### What the task asks
All that is wanted is how many lines in the records below include the string "bark".
=== Material to process ===
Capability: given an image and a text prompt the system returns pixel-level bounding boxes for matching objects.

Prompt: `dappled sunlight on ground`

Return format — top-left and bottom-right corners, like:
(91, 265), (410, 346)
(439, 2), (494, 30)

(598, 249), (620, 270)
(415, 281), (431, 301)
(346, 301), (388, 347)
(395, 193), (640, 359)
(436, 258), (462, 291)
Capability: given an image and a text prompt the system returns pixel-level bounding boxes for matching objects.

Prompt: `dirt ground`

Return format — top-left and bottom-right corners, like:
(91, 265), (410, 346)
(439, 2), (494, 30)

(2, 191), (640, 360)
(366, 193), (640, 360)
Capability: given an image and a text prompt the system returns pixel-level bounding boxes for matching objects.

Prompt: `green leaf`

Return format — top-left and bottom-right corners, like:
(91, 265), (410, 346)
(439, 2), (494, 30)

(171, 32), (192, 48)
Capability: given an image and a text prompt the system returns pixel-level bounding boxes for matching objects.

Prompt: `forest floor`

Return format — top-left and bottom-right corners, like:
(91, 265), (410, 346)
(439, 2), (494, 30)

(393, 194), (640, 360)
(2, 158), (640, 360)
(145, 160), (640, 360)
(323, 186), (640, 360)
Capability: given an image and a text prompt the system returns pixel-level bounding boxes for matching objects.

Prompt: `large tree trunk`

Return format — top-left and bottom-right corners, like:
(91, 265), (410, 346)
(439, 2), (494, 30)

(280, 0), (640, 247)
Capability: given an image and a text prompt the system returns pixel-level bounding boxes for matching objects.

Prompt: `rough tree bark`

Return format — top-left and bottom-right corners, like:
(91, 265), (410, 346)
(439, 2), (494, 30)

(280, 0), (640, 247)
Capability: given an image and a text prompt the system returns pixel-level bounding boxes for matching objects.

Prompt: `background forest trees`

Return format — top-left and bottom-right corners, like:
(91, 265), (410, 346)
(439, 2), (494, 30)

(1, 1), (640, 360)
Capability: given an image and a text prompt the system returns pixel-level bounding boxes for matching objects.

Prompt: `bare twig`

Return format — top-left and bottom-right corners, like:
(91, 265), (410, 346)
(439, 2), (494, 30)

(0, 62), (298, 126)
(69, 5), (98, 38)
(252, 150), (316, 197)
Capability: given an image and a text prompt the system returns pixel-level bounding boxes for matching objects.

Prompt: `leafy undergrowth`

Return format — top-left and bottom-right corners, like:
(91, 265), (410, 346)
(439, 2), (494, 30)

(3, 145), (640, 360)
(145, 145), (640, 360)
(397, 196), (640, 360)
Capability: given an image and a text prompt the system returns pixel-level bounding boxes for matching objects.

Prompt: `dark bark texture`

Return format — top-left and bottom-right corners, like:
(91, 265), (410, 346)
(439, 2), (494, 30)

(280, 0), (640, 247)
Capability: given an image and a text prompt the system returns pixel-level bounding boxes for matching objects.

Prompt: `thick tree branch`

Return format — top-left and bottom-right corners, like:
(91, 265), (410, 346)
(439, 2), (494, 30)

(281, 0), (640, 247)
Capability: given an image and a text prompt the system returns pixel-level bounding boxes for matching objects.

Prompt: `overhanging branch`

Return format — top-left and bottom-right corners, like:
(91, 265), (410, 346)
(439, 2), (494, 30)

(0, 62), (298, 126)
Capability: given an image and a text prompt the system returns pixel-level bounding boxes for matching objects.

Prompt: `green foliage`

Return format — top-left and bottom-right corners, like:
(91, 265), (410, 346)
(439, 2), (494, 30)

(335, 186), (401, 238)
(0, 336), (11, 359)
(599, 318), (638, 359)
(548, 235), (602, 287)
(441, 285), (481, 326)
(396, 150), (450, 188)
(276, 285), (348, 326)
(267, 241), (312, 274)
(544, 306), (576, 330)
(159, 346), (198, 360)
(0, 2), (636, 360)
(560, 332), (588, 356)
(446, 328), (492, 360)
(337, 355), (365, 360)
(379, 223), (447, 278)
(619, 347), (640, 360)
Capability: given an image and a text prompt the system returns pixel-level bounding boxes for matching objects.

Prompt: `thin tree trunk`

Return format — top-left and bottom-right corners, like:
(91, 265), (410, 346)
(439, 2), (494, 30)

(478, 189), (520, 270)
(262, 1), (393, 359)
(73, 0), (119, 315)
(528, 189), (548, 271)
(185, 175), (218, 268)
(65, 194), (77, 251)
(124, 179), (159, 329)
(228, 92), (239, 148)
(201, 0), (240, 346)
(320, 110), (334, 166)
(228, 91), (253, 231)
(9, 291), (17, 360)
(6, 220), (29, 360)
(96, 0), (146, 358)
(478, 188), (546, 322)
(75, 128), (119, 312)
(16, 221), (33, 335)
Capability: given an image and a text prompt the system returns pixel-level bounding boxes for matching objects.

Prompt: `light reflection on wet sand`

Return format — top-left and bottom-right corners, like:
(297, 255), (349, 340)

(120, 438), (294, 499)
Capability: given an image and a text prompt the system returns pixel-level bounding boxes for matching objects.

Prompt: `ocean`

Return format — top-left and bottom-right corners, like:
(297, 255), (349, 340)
===
### Answer to the exercise
2